WHAT TO DO:
1: According to the post, why might people who only watched the Harry Potter movies understand the treatment of slavery differently from those who read the books? Answer in one to three sentences.
2: How far into the Harry Potter novels did the writer of the post read?
3: Which film series does the post name? List all of them.

EXCERPTED TEXT:
As you all know, I have been writing a novel and this is the writing community...

This video by Shaun is actually pretty inspiring. The idea that JKRowling went from zero to billionaire by writing a series that had so many stupid mistakes in it lifts quite a burden off my shoulders.

I've seen the Harry Potter movies, they're not bad, nor are they particularly amazing. Well, it is amazing that they actually got made and fully budgeted until the end. The Narnia series after the third movie had to abort to save the wallet of the producers, Pirates of the Caribbean made a deep dive into the bottom of the ocean of low quality, The Hobbit was bad in ways mere mortals are not qualified to explain. I'd have swapped the amount of production effort HP and PotC got to the last movie if I could.

The Harry Potter directors were smart enough to cut out some of JKR's weird shit. I didn't read past the third novel. I only watched the movies, and they did make a good job of toning down the worst parts of the bullying and slavery apologia. I can see where HP movie fans and HP theory readers can have very different understandings of how JKR talked about slavery.

There is probably a large Venn Diagram intersection of people who downplay the slavery and people who pretended to read the whole series to the end for some kind of clout.

As I write, I'm meticulously paranoid about details that don't mean something later in the story, or dig a hole that later becomes a plothole and gets forgotten instead of filled. In fact, I'm kind of worried that my paranoia could make the novel(s) incompletable.

DATA PROVIDED:
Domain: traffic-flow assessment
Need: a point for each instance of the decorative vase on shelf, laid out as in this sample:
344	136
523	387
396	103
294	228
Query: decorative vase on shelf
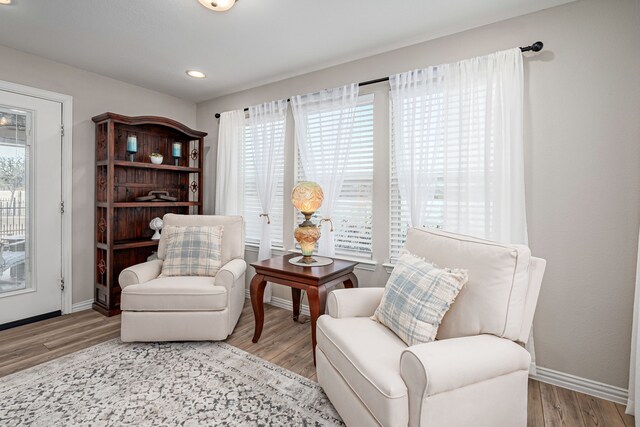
156	158
156	225
132	146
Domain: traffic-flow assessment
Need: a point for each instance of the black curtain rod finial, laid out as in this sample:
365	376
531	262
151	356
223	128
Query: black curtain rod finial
536	47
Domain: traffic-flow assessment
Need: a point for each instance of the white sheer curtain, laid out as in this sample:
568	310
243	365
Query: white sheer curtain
458	147
267	123
633	401
325	156
229	182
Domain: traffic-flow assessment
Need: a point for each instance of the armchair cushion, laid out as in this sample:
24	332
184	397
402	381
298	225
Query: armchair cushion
180	293
192	250
232	243
445	365
229	274
353	302
366	354
140	273
493	300
416	298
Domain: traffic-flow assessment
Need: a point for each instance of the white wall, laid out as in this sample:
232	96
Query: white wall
93	94
582	136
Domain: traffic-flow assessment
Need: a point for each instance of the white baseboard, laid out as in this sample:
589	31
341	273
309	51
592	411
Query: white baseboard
82	305
545	375
582	385
283	303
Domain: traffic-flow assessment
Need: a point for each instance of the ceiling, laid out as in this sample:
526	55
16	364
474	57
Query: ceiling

WORKED ANSWERS:
1: The directors cut some of the author's strange material. The movies toned down the worst of the bullying and the apologia for slavery, so movie fans saw a softened version of what the books contain.

2: The writer read no further than the third novel.

3:
- Harry Potter
- Narnia
- Pirates of the Caribbean
- The Hobbit